*** Text provided ***

I wasn't an audiophile then or now and never expect to be one, but bless those that are and their passion for the perfect setup.

The plan now is to just pick up the 7.2 Denon, a pair or good mains with matched center (guess I did learn something) a pair of decent surrounds, a pair of ported subs and start from there. I’ll certainly gain more pleasure setting up and tweaking what I’ve got in hand, than spending immeasurable hours online trying to find my “perfect setup”

I guess I’m just old school and it’s time for me to get back to MY class.

Thanks again for all the "relevant" responses to my query.

Mike


----------



## Bahtman (Feb 22, 2014)

kingnoob said:


> Get 4 http://www.hsuresearch.com/products/uls-15.html ,Only double the price of a DIY sub worth it, no work needed. My sub is more powerfull, yes but was harder to build ! advantage gos to commercial subs less work~! same performance usualy.


From HSU's website:

ULS-15 in Satin Black is not orderable.
ULS-15 Real Wood Veneer, Rosenut is not orderable.

*** Provided material ***

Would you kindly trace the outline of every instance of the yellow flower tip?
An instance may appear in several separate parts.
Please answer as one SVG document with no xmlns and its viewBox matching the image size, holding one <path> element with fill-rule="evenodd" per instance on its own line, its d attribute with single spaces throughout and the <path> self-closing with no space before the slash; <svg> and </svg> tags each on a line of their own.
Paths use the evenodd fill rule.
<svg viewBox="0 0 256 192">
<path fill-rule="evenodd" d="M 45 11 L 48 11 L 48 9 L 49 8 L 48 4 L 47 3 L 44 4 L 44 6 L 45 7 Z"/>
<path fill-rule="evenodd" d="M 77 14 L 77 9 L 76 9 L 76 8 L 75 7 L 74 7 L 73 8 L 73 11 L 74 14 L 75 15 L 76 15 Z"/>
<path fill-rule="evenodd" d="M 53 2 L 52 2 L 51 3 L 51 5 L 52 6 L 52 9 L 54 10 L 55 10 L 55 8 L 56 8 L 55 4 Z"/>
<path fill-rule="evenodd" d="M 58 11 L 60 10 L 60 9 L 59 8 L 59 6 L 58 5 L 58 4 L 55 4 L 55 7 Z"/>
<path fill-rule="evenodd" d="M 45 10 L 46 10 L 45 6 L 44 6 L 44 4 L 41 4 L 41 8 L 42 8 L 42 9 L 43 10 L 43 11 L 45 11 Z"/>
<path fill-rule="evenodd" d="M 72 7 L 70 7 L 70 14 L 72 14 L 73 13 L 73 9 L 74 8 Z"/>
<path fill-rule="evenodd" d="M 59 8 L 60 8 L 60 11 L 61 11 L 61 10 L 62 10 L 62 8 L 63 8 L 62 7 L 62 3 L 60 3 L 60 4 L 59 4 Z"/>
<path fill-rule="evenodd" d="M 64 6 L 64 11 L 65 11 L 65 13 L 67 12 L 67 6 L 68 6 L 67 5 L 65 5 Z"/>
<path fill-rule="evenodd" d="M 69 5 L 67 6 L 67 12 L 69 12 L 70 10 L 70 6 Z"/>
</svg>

***

→ **Goals**:
1. Answer these about the home theater forum thread:
(a) Which receiver does Mike plan to pick up?
(b) On what date did Bahtman post?
(c) Which two ULS-15 finishes does HSU's website list as not orderable?
2. Please return the part of the home theater forum thread from "The plan now" to "(Feb 22, 2014)", word for word.
3. Carry the home theater forum thread on from its last line.
The items are separate material.

→ **Results of the tasks**:
1.
(a) The 7.2 Denon.
(b) Feb 22, 2014.
(c) Satin Black and Real Wood Veneer, Rosenut.

2.
The plan now is to just pick up the 7.2 Denon, a pair or good mains with matched center (guess I did learn something) a pair of decent surrounds, a pair of ported subs and start from there. I’ll certainly gain more pleasure setting up and tweaking what I’ve got in hand, than spending immeasurable hours online trying to find my “perfect setup”

I guess I’m just old school and it’s time for me to get back to MY class.

Thanks again for all the "relevant" responses to my query.

Mike


----------



## Bahtman (Feb 22, 2014)

3.
Other products: Ships only to the US.

Thanks anyway


----------



## Tonto (Jun 30, 2007)

You know, with building supplies being limited. You would not need much actual wood if you built tube subs. Sonotube (or which ever company you have locally) should be readily availabe. And tubes are sonically much easier to design/build. All you are basically doing is building the base plate & end cap. Worth a look IMHO!


----------



## theJman (Mar 3, 2012)

Bahtman said:


> The plan now is to just pick up the 7.2 Denon, a pair or good mains with matched center (guess I did learn something) a pair of decent surrounds, a pair of ported subs and start from there. I’ll certainly gain more pleasure setting up and tweaking what I’ve got in hand, than spending immeasurable hours online trying to find my “perfect setup”
> 
> I guess I’m just old school and it’s time for me to get back to MY class.


Your approach is more salient than you might realize.

In my opinion too many people spend inordinate amounts of time, effort and money searching for the perfect setup. Trouble is, in their quest for the elusive unicorn they neglect one key piece of information; they're supposed to be enjoying this stuff at some point. Read, research, tweak, test, evaluate. Start from the top all over again. Too many don't throw the 'enjoy' step in there someplace.


----------



## willis7469 (Jan 31, 2014)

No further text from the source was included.